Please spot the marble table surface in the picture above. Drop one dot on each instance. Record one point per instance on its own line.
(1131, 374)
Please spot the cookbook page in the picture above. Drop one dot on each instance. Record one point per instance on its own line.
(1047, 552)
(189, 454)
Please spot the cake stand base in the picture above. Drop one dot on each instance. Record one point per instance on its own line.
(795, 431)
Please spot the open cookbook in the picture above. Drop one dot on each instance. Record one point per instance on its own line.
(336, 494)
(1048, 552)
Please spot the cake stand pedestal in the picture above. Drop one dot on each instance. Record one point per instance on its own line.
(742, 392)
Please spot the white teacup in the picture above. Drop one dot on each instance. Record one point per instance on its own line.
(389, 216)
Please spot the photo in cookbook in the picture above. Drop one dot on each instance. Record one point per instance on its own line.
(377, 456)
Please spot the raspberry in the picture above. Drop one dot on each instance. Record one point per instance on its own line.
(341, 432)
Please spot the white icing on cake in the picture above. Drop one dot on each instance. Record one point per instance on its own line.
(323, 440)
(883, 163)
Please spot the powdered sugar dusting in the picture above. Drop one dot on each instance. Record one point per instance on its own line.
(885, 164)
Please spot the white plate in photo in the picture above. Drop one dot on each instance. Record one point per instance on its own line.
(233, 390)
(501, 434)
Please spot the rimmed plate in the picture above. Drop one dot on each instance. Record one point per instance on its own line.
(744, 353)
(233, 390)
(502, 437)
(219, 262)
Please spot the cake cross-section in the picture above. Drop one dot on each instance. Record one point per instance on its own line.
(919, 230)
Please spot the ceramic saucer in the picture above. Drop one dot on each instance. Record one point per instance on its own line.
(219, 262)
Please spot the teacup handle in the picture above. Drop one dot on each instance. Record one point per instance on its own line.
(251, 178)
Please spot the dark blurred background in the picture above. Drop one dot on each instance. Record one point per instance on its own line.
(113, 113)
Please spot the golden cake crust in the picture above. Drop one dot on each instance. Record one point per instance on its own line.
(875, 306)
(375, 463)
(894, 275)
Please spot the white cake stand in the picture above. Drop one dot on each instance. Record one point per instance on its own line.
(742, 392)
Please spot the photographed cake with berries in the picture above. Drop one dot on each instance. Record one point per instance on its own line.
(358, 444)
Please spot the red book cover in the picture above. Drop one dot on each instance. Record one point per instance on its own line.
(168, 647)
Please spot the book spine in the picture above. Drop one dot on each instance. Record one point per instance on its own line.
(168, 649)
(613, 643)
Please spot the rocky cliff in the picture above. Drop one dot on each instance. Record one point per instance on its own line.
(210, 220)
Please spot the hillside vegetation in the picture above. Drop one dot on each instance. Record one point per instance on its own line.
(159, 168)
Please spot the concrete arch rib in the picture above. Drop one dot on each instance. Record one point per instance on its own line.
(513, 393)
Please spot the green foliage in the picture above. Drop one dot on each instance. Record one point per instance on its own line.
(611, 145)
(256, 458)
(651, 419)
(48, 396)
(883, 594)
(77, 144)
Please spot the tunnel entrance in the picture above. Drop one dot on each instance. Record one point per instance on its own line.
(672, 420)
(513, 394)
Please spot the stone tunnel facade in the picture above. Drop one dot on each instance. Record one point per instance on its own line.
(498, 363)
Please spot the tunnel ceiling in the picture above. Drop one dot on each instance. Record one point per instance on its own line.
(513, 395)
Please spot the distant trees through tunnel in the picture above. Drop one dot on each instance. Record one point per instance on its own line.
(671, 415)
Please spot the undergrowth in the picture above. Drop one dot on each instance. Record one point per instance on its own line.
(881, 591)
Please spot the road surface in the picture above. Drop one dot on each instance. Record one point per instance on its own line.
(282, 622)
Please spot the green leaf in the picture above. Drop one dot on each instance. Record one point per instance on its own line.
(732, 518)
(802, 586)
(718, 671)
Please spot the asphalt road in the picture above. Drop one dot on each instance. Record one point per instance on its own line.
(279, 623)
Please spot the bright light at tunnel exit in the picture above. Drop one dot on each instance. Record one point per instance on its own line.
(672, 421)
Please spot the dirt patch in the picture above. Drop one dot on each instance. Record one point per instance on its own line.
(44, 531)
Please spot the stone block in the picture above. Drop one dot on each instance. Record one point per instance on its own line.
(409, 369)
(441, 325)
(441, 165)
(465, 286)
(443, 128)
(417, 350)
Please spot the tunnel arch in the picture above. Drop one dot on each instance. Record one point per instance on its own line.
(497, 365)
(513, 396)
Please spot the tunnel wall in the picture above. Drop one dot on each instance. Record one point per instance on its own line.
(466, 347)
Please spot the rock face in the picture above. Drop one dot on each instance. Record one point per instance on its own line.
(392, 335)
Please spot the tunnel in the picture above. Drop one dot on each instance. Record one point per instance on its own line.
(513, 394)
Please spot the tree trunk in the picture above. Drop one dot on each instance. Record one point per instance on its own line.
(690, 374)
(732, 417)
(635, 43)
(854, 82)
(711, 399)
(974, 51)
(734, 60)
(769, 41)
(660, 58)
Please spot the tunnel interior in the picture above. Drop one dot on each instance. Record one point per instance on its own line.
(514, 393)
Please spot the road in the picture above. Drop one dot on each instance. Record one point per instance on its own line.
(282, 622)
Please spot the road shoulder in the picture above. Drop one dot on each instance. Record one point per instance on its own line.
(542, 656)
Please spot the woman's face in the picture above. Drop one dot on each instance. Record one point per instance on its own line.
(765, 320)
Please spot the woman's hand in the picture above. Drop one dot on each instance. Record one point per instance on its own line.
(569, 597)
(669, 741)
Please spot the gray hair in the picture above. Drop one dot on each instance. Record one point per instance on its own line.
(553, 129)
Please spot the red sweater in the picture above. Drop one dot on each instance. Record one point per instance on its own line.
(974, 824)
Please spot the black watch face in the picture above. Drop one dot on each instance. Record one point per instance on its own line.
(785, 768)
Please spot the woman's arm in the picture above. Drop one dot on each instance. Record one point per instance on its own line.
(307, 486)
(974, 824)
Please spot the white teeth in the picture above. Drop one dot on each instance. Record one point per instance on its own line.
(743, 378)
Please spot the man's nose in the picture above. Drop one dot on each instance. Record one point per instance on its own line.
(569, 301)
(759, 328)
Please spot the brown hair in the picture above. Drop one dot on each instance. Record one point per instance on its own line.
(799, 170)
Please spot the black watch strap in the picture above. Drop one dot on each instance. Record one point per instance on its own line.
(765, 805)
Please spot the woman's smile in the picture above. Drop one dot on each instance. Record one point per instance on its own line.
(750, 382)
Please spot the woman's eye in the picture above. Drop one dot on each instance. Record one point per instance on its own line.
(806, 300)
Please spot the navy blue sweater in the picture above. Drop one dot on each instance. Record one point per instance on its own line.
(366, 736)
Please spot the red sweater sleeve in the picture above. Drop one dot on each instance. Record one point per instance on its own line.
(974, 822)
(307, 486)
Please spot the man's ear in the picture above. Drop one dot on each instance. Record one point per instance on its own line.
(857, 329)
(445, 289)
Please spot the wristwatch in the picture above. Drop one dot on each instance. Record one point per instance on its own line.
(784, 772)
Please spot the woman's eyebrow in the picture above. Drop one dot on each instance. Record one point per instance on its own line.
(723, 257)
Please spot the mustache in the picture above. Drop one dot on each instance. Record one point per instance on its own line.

____

**Required work**
Reproduce the rows word for word, beginning at the line that contains "Please spot the woman's eyebrow" and stopping after the final row.

**Response to this task**
Please spot the woman's eyebrow in the picture above. Drop one dot on each instance. Record one point per instance on its own line.
(723, 257)
Please spot the mustache in the picture above. Drop one dot on each instance. Record one point per instance on its own line.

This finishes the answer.